* **GIVEN EXERCISE**:
Please repeat the lines below word for word, leaving the pictures out of your answer.

(Picture annotation records)
[START]

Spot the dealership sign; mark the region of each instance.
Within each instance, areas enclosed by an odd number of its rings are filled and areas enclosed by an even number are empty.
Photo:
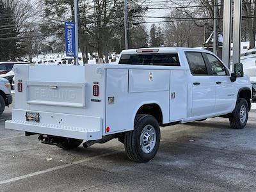
[[[65,22],[65,41],[66,44],[66,56],[76,56],[75,24],[66,21]]]

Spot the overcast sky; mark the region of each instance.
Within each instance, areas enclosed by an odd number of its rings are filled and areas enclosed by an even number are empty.
[[[148,8],[152,7],[164,7],[168,6],[166,3],[159,3],[159,0],[151,0],[151,3],[148,4]],[[170,6],[170,5],[169,5]],[[149,10],[146,16],[154,16],[154,17],[164,17],[166,16],[170,12],[170,10]],[[163,19],[157,18],[145,18],[146,22],[154,22],[154,21],[161,21]],[[146,24],[145,26],[148,29],[150,29],[152,23]],[[156,23],[156,25],[162,25],[163,23]]]

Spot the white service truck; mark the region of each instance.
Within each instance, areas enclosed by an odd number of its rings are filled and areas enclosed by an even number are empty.
[[[159,126],[207,118],[246,125],[252,84],[211,52],[186,48],[124,51],[118,65],[15,66],[15,104],[7,129],[38,134],[65,149],[118,138],[129,159],[156,154]]]

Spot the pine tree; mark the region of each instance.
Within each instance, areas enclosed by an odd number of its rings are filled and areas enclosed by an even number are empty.
[[[15,60],[21,54],[20,44],[16,38],[18,33],[15,28],[14,13],[3,1],[0,1],[0,38],[3,38],[0,40],[0,60]]]
[[[162,33],[162,29],[160,26],[158,26],[156,34],[156,39],[157,47],[164,45],[163,34]]]
[[[157,42],[157,28],[155,24],[152,24],[150,31],[150,47],[158,47]]]

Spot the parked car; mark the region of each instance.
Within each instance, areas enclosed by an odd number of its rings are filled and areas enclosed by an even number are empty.
[[[11,84],[12,90],[14,89],[12,86],[13,78],[14,77],[14,73],[12,71],[12,68],[13,65],[16,64],[29,64],[29,63],[13,61],[0,62],[0,77],[3,77],[8,80]]]
[[[6,128],[63,149],[118,138],[136,162],[156,156],[159,126],[220,116],[243,129],[252,106],[243,65],[232,72],[205,50],[125,50],[118,65],[24,65],[13,71],[15,105]]]
[[[250,77],[252,84],[252,100],[256,102],[256,66],[245,68],[244,74]]]
[[[11,84],[6,79],[0,77],[0,115],[12,102]]]
[[[256,82],[252,83],[252,101],[256,102]]]

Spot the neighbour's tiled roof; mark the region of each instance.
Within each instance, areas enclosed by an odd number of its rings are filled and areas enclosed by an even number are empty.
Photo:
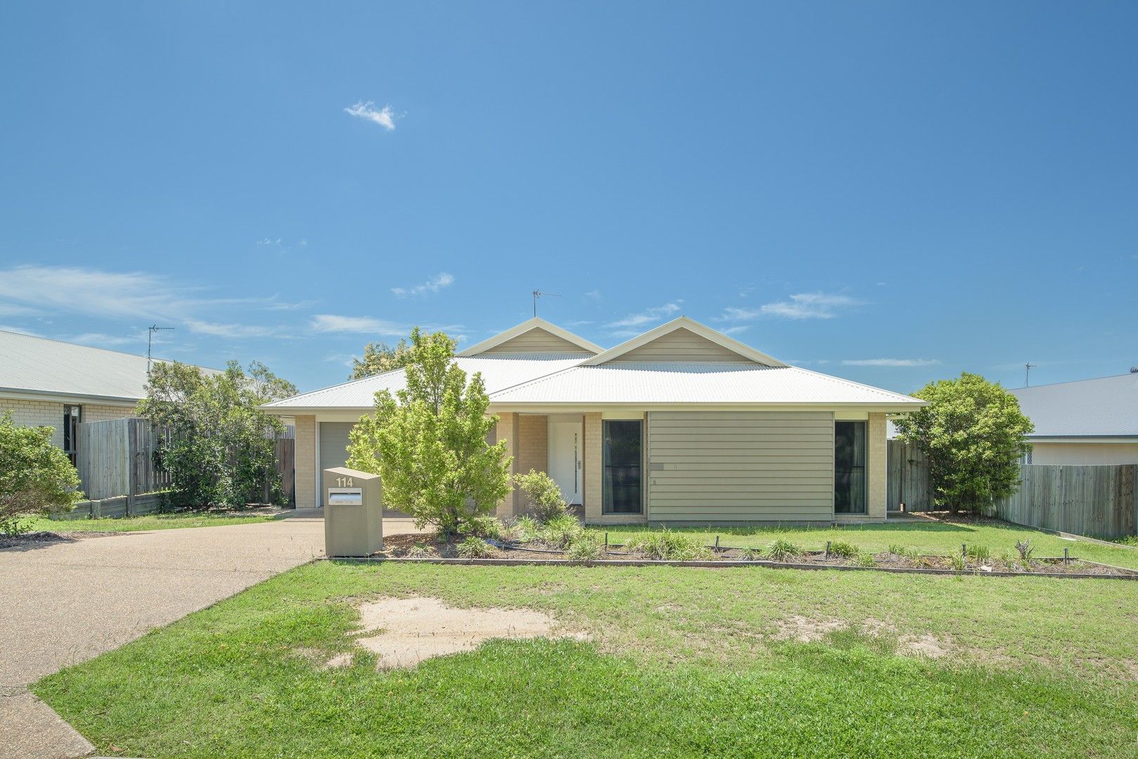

[END]

* **THE SOLUTION**:
Spot the dealership sign; mark the region of each instance.
Within each instance, areas enclosed by an odd number of its rings are filled and areas enclosed by an even number are empty.
Photo:
[[[65,22],[65,41],[66,44],[66,56],[76,56],[75,24],[66,21]]]

Spot the overcast sky; mark the region of each instance.
Within each instance, areas enclosed by an odd number of its rings are filled and areas enclosed by an even number are empty.
[[[148,8],[152,7],[164,7],[168,6],[166,3],[159,3],[159,0],[151,0],[151,3],[148,4]],[[170,6],[170,5],[169,5]],[[149,10],[146,16],[154,16],[154,17],[164,17],[166,16],[170,12],[170,10]],[[163,19],[157,18],[145,18],[146,22],[154,22],[154,21],[161,21]],[[146,24],[145,26],[148,29],[150,29],[152,23]],[[156,23],[156,25],[162,25],[163,23]]]

Spot the white service truck; mark the region of each instance.
Within each instance, areas enclosed by an odd number of its rings are filled and areas enclosed by an even number are empty.
[[[159,126],[207,118],[246,125],[252,84],[211,52],[186,48],[124,51],[118,65],[15,66],[15,104],[7,129],[38,134],[65,149],[118,138],[129,159],[156,154]]]

Spot the pine tree; mark the region of each instance.
Within each instance, areas enclosed by an odd number of its rings are filled and areas enclosed by an even number are empty.
[[[15,60],[21,54],[20,44],[16,38],[18,33],[15,28],[14,13],[3,1],[0,1],[0,38],[3,38],[0,40],[0,60]]]
[[[162,33],[162,29],[160,26],[158,26],[156,34],[156,39],[157,47],[164,45],[163,34]]]
[[[157,42],[157,28],[155,24],[152,24],[150,31],[150,47],[158,47]]]

Spot the parked car; mark the region of each instance.
Within each instance, areas enclosed by an odd number of its rings are filled and areas enclosed by an even number are empty.
[[[11,84],[12,90],[14,89],[12,86],[13,78],[14,77],[14,73],[12,71],[12,68],[13,65],[16,64],[29,64],[29,63],[13,61],[0,62],[0,77],[3,77],[8,80]]]
[[[6,128],[63,149],[118,138],[136,162],[156,156],[159,126],[220,116],[243,129],[252,106],[243,65],[232,72],[205,50],[125,50],[118,65],[24,65],[13,71],[15,105]]]
[[[250,77],[252,84],[252,100],[256,102],[256,66],[245,68],[244,74]]]
[[[11,84],[6,79],[0,77],[0,115],[12,102]]]
[[[256,82],[252,83],[252,101],[256,102]]]

Spot the neighbour's tiled roof; mark the region of each instance.
Within each instance, areas enclosed by an odd number of its rings are filled and areas enclosed by an even number are empty.
Photo:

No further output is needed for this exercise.